### Selected text
--- START ---

Until quite recently Thalia Temmerman’s knowledge of east Kent was limited to a school trip to Folkestone in the eighties.
The impression wasn’t favourable.
Then friends moved to nearby Hythe and Thalia and her husband Fabrice took another look around the once-dismal but now regenerated seaside town with its arty vibe.
“I couldn’t believe how nice it was,” she said.
That visit sowed the seed of an idea.
In the summer Thalia, who had lived in north London all her life, and Fabrice, who had been in the capital for almost three decades, said goodbye to their rented two bedroom cottage in Muswell Hill and moved into a four bedroom townhouse in Lydden, between Canterbury and Dover.
“If you’d have said to me ten years ago that I would move out into the sticks and be sitting looking out of my window at fields I would have laughed,” said Thalia.
“Now I can’t believe we didn’t do it sooner. The quality of life is so much better.”
When they were in their twenties and thirties Thalia, now 48, and Fabrice, 51, loved living in London – they took full advantage of the culture and the nightlife, built careers, and loved the vibe.
Soho was their home from home.
But, pre-pandemic, Thalia began to work from home and her relationship with her city began to change.
“You could fit our old house into our new house more than twice over”
“We were not using London in the same way,” she said. “Slowly but surely we were going out less.”
The couple’s Muswell Hill cottage was rented but similar properties in the area sell for around £850,000 – far beyond their means.
In Lydden their newly built four bedroom house at the Lydden Hills development cost £660,000.
“You could fit our old house into our new house more than twice over,” said Thalia.
“It has got amazing views, a lovely garden, it was a no-brainer.”
The couple, plus their four-year-old Hungarian Vizsla, Maia, left London in August, although Thalia, who manages software development teams, still makes the hour-long train journey back to the capital weekly for work and to catch up with friends.

--- END ---

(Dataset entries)

--- START ---

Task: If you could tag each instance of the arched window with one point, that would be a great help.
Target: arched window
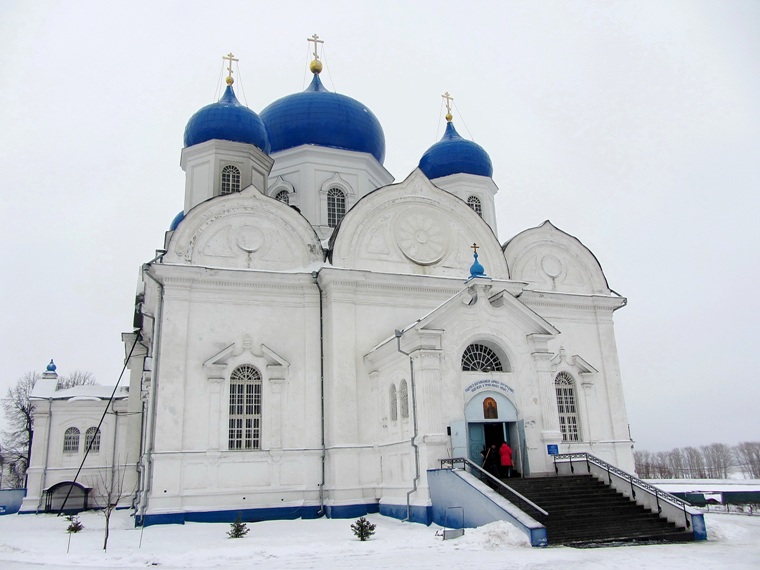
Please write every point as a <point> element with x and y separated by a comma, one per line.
<point>480,358</point>
<point>474,203</point>
<point>490,409</point>
<point>92,435</point>
<point>568,411</point>
<point>245,408</point>
<point>336,206</point>
<point>230,179</point>
<point>71,441</point>
<point>404,399</point>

--- END ---

### What you need to do
Copy the passage of the article about the couple's move out of London between "When they were" and "home from home.", inclusive. This data was drawn from a separate source.

### Reply
When they were in their twenties and thirties Thalia, now 48, and Fabrice, 51, loved living in London – they took full advantage of the culture and the nightlife, built careers, and loved the vibe.
Soho was their home from home.